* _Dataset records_

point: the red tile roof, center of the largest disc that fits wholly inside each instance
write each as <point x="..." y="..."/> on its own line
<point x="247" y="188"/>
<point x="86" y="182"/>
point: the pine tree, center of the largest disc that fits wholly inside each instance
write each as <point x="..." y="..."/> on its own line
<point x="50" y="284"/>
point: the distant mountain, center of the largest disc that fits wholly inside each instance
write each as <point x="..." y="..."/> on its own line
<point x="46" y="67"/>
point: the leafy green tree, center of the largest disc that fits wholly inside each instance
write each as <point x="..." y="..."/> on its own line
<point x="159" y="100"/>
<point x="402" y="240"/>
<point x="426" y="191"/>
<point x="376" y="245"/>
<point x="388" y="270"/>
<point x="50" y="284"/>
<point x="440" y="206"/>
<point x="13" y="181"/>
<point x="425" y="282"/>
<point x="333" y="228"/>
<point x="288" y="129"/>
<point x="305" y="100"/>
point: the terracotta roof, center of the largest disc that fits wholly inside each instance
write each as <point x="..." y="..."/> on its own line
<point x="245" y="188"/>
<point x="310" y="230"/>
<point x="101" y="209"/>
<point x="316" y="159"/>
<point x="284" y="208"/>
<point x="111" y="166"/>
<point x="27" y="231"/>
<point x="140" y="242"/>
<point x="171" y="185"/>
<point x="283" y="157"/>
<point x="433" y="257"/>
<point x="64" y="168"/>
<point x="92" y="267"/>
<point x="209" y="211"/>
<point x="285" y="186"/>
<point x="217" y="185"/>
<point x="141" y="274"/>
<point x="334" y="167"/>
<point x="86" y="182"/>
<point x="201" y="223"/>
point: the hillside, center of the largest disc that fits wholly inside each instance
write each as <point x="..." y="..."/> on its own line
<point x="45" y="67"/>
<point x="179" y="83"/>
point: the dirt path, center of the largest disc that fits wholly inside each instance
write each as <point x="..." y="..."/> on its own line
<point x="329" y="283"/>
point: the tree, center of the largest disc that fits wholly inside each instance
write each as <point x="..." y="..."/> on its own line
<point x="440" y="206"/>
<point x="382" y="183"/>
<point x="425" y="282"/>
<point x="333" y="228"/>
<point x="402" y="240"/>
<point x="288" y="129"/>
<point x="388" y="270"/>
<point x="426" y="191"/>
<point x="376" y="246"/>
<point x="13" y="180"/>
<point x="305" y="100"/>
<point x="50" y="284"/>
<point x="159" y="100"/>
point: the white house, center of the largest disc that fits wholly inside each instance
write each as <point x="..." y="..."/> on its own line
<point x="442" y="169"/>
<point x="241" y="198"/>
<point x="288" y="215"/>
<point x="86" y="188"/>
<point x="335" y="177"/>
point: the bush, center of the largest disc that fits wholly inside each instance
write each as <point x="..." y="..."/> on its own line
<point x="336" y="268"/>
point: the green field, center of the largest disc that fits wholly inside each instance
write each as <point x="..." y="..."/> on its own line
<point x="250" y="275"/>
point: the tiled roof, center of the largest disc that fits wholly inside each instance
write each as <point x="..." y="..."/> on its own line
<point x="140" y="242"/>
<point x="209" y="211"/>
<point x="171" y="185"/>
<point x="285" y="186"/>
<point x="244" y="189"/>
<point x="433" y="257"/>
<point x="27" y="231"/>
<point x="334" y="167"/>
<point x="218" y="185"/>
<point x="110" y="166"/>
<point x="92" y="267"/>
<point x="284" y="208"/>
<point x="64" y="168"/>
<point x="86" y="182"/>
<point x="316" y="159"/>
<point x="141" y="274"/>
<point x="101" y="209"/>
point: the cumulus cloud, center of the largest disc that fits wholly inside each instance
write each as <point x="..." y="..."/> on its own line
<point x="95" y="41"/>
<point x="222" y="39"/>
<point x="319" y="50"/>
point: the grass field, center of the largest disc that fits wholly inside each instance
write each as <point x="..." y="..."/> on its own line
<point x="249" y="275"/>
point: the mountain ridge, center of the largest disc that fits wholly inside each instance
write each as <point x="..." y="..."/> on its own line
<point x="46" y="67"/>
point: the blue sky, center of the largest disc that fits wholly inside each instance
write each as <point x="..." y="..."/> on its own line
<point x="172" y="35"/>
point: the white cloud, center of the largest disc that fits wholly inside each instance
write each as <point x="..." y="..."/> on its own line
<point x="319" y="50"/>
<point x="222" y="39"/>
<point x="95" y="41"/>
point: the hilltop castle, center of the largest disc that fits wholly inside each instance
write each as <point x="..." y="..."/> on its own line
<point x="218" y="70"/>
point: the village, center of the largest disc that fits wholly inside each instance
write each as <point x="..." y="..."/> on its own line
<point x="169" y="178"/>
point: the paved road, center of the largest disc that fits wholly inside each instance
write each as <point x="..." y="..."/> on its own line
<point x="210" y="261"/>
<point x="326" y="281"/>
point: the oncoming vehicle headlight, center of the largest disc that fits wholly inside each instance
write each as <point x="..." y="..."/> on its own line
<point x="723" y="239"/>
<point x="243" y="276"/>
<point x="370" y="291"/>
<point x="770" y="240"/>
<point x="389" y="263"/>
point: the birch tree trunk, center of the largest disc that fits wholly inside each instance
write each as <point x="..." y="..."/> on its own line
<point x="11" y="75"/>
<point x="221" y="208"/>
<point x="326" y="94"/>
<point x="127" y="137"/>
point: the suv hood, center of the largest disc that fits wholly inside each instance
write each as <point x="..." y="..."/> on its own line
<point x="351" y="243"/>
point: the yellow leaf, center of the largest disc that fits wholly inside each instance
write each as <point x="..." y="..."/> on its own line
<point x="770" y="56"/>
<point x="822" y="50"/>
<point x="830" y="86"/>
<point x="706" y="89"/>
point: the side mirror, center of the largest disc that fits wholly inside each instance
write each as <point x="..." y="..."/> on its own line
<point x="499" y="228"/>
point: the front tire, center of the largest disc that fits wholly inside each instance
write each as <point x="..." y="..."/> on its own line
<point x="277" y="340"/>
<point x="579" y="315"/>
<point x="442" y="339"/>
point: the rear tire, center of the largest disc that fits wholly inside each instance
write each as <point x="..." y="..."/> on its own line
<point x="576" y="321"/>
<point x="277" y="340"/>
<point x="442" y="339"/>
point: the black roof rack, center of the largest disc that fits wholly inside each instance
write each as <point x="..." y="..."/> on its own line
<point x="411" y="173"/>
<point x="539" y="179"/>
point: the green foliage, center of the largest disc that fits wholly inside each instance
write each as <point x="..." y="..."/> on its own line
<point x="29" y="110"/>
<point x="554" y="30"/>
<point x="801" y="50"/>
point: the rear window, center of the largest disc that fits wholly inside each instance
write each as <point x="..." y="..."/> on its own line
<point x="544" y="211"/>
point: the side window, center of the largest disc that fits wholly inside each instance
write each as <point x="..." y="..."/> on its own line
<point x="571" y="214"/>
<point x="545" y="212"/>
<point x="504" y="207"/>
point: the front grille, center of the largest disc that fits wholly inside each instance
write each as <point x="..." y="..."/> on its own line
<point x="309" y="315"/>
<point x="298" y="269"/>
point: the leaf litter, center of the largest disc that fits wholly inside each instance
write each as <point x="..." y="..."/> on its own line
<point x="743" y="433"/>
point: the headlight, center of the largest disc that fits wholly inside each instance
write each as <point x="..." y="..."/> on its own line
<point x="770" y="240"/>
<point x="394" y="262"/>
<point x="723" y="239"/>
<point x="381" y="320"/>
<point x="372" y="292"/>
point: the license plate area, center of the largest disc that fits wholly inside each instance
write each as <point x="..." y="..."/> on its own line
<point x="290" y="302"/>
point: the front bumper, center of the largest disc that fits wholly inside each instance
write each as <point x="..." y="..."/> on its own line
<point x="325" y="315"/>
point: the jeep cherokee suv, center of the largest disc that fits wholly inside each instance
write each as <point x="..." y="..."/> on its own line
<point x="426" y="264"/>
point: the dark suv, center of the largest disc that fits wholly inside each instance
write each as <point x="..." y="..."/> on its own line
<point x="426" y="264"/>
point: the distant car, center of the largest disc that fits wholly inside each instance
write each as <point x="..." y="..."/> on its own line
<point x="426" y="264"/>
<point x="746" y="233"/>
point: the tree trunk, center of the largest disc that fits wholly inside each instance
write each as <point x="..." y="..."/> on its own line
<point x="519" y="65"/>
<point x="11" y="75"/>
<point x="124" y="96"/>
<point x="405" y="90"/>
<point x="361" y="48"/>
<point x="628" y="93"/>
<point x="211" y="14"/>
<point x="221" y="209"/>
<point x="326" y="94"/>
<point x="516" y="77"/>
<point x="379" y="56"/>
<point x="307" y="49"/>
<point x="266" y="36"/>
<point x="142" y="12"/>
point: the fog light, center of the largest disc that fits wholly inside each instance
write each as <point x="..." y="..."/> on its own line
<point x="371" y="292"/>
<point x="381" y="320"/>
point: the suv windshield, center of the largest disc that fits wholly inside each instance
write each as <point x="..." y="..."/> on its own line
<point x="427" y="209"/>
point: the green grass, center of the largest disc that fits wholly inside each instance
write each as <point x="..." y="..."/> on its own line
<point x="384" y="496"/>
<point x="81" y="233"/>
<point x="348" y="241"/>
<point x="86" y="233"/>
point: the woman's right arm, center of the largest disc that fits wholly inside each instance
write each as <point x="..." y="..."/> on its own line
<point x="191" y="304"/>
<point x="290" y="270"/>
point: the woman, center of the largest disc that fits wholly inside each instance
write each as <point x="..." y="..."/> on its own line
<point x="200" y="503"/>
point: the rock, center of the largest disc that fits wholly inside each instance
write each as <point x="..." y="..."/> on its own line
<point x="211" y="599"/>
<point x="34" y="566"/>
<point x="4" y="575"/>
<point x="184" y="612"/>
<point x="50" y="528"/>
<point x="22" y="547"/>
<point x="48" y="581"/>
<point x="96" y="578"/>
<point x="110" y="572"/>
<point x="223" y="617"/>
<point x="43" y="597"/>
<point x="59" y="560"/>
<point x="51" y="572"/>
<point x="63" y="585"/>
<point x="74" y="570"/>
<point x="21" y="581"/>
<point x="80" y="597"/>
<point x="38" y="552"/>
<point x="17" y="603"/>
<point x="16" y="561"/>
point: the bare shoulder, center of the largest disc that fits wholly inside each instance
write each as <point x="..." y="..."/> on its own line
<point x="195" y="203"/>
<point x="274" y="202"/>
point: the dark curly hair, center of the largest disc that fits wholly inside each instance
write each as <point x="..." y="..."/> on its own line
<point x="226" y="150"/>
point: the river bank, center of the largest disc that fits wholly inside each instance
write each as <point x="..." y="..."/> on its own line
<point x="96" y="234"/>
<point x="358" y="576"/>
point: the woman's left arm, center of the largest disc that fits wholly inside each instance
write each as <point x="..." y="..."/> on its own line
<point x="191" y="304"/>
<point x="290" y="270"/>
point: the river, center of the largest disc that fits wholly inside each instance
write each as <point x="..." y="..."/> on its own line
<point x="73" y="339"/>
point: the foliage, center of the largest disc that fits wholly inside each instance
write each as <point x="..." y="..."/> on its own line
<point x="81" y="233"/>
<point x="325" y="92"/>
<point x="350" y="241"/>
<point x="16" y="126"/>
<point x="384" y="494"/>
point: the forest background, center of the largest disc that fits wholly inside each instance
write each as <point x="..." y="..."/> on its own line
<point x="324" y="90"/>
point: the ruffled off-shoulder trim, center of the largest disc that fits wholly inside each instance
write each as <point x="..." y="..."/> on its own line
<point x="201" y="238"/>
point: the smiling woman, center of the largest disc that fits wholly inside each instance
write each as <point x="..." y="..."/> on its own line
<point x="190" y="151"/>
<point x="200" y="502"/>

* _Exercise brief_
Looking at the records above, which lines contain "dark"? Copy those lines.

* _Answer to the exercise_
point: the dark suv, center of the largest disc that fits wholly inside each instance
point: the dark curly hair, center of the largest disc that fits wholly inside each instance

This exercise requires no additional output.